Could you reproduce the lines from the one holding "formatted like [979,487]." through the last line, inclusive, with the requests kept in, and offset every number in the answer coordinates by adding 54?

■ **RECORDS PROVIDED**:
┄┄┄┄┄┄┄┄┄┄┄┄┄┄┄┄┄┄┄┄

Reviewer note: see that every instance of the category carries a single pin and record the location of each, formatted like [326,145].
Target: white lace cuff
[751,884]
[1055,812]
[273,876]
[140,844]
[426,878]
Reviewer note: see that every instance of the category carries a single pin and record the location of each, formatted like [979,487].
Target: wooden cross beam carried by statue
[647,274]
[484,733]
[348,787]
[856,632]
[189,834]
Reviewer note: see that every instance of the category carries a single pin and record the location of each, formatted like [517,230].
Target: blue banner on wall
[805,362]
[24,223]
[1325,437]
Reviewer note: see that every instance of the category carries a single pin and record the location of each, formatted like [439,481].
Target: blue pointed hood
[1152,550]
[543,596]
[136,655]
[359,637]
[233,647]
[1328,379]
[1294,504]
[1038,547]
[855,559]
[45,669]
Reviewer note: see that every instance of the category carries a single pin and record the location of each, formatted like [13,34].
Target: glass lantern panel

┄┄┄┄┄┄┄┄┄┄┄┄┄┄┄┄┄┄┄┄

■ **FINISHED ANSWER**:
Reviewer note: see that every instance of the category carries a single pin and record the location of each, formatted like [979,487].
Target: wooden cross beam carried by statue
[701,328]
[538,787]
[402,841]
[910,686]
[243,888]
Reviewer note: see that every instance of the category carries a single pin and record the location of each, formatted like [517,230].
Target: blue banner on wall
[859,416]
[78,277]
[1379,491]
Reviewer note: see that every instance of the category carries a single pin and record the location of each, formatted like [439,481].
Target: blue pointed hood
[1206,604]
[597,650]
[190,709]
[413,691]
[287,701]
[1382,433]
[1348,558]
[1092,601]
[909,613]
[99,723]
Reviewer note: see that every instance of the category carries a single pin and record the location of each, formatted like [13,34].
Target: glass lantern panel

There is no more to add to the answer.